## Written request:
Return the records, each one exactly as written.

## start Source material

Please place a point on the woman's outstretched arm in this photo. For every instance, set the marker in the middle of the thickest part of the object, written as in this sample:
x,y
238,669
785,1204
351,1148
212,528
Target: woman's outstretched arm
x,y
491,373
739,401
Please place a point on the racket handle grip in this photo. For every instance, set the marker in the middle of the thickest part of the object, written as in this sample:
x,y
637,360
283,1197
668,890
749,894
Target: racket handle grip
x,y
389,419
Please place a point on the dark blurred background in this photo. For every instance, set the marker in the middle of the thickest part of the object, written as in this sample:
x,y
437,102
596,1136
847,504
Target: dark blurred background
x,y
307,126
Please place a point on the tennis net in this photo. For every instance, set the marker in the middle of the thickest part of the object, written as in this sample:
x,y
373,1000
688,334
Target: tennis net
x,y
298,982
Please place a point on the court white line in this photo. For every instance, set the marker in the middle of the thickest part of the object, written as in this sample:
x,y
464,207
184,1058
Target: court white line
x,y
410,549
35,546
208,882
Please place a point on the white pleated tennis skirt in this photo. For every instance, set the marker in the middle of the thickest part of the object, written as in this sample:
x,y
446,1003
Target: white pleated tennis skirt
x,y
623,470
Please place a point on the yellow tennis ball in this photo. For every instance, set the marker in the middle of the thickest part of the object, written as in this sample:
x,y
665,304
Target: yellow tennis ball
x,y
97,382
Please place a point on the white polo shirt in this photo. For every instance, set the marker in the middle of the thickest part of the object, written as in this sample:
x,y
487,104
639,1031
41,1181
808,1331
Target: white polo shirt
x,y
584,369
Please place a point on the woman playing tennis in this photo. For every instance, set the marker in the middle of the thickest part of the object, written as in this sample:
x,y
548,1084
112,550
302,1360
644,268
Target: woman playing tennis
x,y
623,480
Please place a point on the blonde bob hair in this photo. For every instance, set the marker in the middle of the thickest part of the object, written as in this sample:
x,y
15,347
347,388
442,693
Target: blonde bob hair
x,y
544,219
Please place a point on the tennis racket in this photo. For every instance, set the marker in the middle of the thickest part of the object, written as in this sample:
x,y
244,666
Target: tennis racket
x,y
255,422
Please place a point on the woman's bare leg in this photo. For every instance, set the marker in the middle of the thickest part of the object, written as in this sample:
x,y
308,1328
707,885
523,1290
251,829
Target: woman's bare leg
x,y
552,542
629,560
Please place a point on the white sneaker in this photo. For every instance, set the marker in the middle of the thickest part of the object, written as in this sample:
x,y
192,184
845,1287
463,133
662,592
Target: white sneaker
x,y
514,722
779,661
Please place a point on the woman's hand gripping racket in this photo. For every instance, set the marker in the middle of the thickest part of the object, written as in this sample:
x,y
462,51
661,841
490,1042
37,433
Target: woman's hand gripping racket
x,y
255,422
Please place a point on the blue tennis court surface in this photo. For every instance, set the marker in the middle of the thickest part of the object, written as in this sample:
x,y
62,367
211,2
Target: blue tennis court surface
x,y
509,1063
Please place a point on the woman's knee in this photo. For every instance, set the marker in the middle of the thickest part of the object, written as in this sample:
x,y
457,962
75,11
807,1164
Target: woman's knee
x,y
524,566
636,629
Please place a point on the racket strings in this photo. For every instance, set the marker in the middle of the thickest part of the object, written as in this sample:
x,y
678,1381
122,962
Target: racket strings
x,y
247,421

## end Source material

## Solution to the problem:
Please place a point on the woman's outstretched arm in this photo. For every instance, set the marker in the middle of the thickest part of the object, written as in this sample:
x,y
238,669
785,1204
351,1148
212,528
Target: woman's outstretched arm
x,y
491,373
739,401
Please place a point on the racket handle grip in this photo. For every instance, set the marker in the middle of the thickest part of the object, written as in this sample:
x,y
637,360
283,1197
668,890
749,894
Target: racket handle grip
x,y
389,419
Please place a point on the dark blurred background in this photo. For every instance, set the marker in the middle of the thickest part of the object, written as in this sample:
x,y
437,102
596,1136
847,504
Target: dark blurred background
x,y
307,126
Please place a point on the tennis net in this photo. For every instance, set the marker in the middle of the thickest part of the object, written as in this sample:
x,y
373,1000
688,334
Target: tennis net
x,y
298,982
Please place a point on the court white line in this photo. For every instance, set the marker in the middle of the thickest part of the object, written as in this sample:
x,y
464,207
184,1058
Target: court white line
x,y
410,549
35,546
208,882
Please place a point on the white pleated tennis skirt in this photo. For every instance, set the marker in the middle of the thickest part of the object, written as in this sample:
x,y
446,1003
Target: white pleated tennis skirt
x,y
623,470
Please place a point on the yellow tennis ball in this photo. For every instance, set the marker in the middle of the thickest part of the object, written as in this sample:
x,y
665,304
Target: yellow tennis ball
x,y
97,382
Please place a point on the white polo shirt in this photo. For every instance, set the marker in the middle of the thickest part of the object, written as in this sample:
x,y
487,104
639,1031
41,1181
808,1331
Target: white polo shirt
x,y
584,369
Please place a point on the woman playing tennis in this photo. For every instance, set the marker in the middle of the thickest part of the object, written as in this sample:
x,y
548,1084
112,550
302,1360
644,268
Target: woman playing tennis
x,y
623,480
Please place a point on the blonde bob hair in this photo. For every instance, set the marker in the middle of the thickest part of the object, written as in this sample:
x,y
15,347
347,388
442,693
Target: blonde bob hair
x,y
544,219
Please place a point on the tennis racket in this photo. For every instance, set the marker in the middle of the thickest part of the object, written as in this sample:
x,y
244,666
Target: tennis racket
x,y
255,422
Please place a point on the woman's bare leg in this photo. For every instance, set the marker in the middle of the thickest part of the object, written as in this sample:
x,y
308,1328
707,885
523,1290
251,829
Target: woman's bare leg
x,y
552,542
629,560
Please place a point on the white sneaker in this photo. For every instance, set the marker in the middle of the thickest part of the object, written as in this sample:
x,y
192,184
845,1287
463,133
662,592
Target: white sneaker
x,y
514,722
779,661
Please place a point on the woman's hand gripping racket in this photo. For every instance, set the marker in the middle of the thickest part of the object, written as in this sample:
x,y
462,51
661,841
490,1042
37,433
Target: woman's hand gripping racket
x,y
255,422
Please place a point on the blue tennis court surface in this photo. For every instance, set the marker in the middle of the thickest part of the object, written as in this sample:
x,y
62,367
211,2
Target: blue tennis court surface
x,y
509,1063
Please place a point on the woman's knee in this photo. For every instance, set the marker in the middle of the thickest part of the object, written as in this sample:
x,y
457,962
75,11
807,1164
Target: woman's knee
x,y
524,566
636,629
Please place a point on the racket strings in this photo. For every instance, set the marker in the middle of the thickest part of the object, written as in this sample:
x,y
678,1381
122,962
Target: racket strings
x,y
247,421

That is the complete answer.